> [GOAL OF THE EXERCISE] Go through the data line by line and count the lines that hold "each". Reply with the total only.

> [INPUT MATERIAL]
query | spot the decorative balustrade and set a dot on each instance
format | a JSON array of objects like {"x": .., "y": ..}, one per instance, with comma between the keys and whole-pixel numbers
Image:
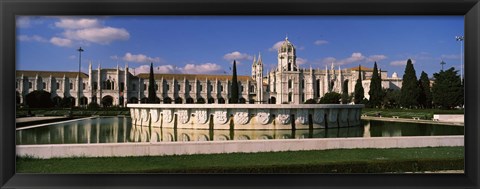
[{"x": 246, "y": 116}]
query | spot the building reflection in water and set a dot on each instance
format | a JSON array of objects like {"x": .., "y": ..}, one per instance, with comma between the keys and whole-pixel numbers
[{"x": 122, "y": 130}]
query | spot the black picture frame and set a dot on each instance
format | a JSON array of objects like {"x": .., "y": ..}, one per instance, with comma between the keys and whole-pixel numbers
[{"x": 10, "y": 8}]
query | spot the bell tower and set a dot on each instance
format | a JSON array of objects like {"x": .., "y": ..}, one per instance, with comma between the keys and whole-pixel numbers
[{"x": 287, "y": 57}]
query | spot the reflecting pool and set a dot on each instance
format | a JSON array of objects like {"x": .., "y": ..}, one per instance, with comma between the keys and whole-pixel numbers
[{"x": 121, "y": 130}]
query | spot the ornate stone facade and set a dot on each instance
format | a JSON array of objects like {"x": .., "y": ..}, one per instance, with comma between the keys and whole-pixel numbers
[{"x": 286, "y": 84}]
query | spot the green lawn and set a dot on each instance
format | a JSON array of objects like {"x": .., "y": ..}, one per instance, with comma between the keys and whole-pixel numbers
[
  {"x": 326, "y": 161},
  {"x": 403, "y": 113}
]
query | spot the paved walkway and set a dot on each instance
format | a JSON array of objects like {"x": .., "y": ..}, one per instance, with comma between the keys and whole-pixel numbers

> [COMPLETED EXERCISE] 8